**PROBLEM TO WORK ON**
Your output should be the records below, word for word and picture-free.

[INFORMATION SUPPLIED Boundary: Start]

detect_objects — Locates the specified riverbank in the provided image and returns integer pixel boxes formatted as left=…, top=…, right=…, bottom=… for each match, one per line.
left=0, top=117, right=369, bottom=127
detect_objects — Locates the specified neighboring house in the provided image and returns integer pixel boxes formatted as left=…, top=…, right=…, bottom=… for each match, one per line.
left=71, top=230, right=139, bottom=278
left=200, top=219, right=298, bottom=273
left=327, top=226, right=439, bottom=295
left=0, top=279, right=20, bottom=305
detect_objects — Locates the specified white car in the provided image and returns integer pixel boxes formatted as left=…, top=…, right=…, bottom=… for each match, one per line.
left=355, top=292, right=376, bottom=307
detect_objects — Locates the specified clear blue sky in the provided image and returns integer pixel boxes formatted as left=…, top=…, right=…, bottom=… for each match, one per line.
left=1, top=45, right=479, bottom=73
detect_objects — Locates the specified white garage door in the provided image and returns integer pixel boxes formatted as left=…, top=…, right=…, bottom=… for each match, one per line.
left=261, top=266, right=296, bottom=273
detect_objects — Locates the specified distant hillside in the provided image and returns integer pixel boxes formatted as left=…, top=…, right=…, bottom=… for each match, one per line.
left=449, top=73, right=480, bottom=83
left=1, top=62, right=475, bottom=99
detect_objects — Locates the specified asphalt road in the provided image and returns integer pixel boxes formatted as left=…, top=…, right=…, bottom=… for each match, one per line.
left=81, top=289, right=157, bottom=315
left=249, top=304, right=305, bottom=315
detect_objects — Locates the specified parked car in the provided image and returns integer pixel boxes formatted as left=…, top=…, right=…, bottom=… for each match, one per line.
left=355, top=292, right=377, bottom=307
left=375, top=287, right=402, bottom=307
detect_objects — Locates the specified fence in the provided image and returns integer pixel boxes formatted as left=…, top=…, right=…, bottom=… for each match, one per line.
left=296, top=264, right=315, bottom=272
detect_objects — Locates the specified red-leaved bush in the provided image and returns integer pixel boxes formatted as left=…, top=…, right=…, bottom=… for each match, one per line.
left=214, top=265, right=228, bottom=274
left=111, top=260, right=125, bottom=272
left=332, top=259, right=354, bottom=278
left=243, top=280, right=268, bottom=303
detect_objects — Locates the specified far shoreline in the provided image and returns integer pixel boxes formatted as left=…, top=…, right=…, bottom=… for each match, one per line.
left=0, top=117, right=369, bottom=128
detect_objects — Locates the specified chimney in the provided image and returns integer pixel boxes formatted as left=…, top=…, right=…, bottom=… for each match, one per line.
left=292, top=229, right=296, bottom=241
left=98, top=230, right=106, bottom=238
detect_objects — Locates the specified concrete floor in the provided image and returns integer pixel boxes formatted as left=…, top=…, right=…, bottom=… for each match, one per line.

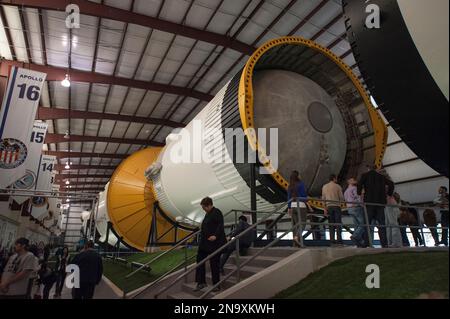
left=46, top=276, right=121, bottom=299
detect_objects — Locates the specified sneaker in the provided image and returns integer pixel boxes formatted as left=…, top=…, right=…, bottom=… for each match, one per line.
left=193, top=283, right=207, bottom=292
left=212, top=286, right=221, bottom=293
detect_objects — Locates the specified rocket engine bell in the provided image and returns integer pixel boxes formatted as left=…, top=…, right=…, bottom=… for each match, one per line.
left=102, top=37, right=388, bottom=251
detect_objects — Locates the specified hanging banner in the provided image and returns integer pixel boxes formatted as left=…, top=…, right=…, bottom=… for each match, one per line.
left=0, top=66, right=47, bottom=188
left=45, top=184, right=61, bottom=229
left=30, top=154, right=56, bottom=219
left=11, top=121, right=48, bottom=204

[INFORMATION SUPPLIED Boundary: End]

**ANSWER BOX**
detect_objects — Locates the specified riverbank in the provided image and returns integer pixel boxes formatted as left=…, top=…, right=…, bottom=… for each match, one per line.
left=0, top=117, right=369, bottom=127
detect_objects — Locates the specified neighboring house in the provided image and returns integer pixel boxes formatted as left=…, top=…, right=…, bottom=… for each match, one per line.
left=71, top=230, right=139, bottom=278
left=200, top=219, right=298, bottom=273
left=327, top=226, right=439, bottom=295
left=0, top=279, right=20, bottom=305
detect_objects — Locates the specified white car in the provided image and returns integer pixel boxes formatted as left=…, top=…, right=…, bottom=… for each match, one per line.
left=355, top=292, right=376, bottom=307
detect_objects — Locates the specified clear blue sky in the provided image and returns integer pixel boxes formatted as left=…, top=…, right=…, bottom=… for each match, one per line.
left=1, top=45, right=479, bottom=73
detect_objects — Locates the specified white garage door in the provided image and returns integer pixel boxes formatted as left=…, top=…, right=…, bottom=… for each match, one per line.
left=261, top=266, right=296, bottom=273
detect_objects — Locates the specified distant hillside in the provided image and returns integer pixel boxes formatted as left=…, top=…, right=…, bottom=… for each match, one per line.
left=449, top=73, right=480, bottom=83
left=1, top=62, right=475, bottom=99
detect_objects — Locates the specified asphalt road in the provided image and returns integer pixel boxes formatted as left=…, top=…, right=…, bottom=… for each match, one per line.
left=81, top=289, right=157, bottom=315
left=249, top=304, right=305, bottom=315
detect_objects — Locates the specified parked car in the provided image and returns integer pixel boxes formatted as left=…, top=…, right=…, bottom=… for each match, one per line.
left=355, top=292, right=377, bottom=307
left=375, top=287, right=402, bottom=307
detect_objects — Locates the specified fence in the provided image and returns integer pixel boxes formatted as left=…, top=…, right=…, bottom=… for each match, one per line.
left=296, top=264, right=315, bottom=272
detect_objects — Locates the specified red-leaved bush in the provided image and returns integer pixel boxes formatted as left=…, top=…, right=…, bottom=… for each match, one per line.
left=214, top=265, right=228, bottom=274
left=111, top=260, right=125, bottom=272
left=332, top=259, right=354, bottom=278
left=243, top=280, right=268, bottom=303
detect_objects — Locates the specified far shoreline in the provided image and returns integer pixel boxes formatted as left=…, top=…, right=…, bottom=… for each match, one per line.
left=0, top=117, right=369, bottom=128
detect_objects — Locates the specified chimney in the provided image and returns integer pixel boxes formatted as left=…, top=…, right=…, bottom=… for each match, one per line.
left=292, top=229, right=296, bottom=241
left=98, top=230, right=106, bottom=238
detect_objects — Locates the specified concrete floor in the provided image and returns integer pixel boxes formatted as left=…, top=…, right=…, bottom=… for each match, one per line.

left=46, top=276, right=121, bottom=299
detect_objects — Locates the specified sneaker in the provided image and returns integer pixel boxes formatted as left=…, top=…, right=…, bottom=… for each match, one per line.
left=193, top=283, right=207, bottom=292
left=212, top=286, right=221, bottom=293
detect_objects — Locates the specified rocket engine bell in the provided image and returns integer pixel boxes formatted as left=…, top=…, right=…, bottom=… for each match, one per line.
left=102, top=37, right=388, bottom=251
detect_objects — Locates the specified hanging banner in the provided image and returns integer pixel boxes formatted as left=…, top=…, right=…, bottom=… for each match, one per line.
left=0, top=66, right=47, bottom=188
left=45, top=184, right=61, bottom=229
left=30, top=154, right=56, bottom=219
left=11, top=121, right=48, bottom=204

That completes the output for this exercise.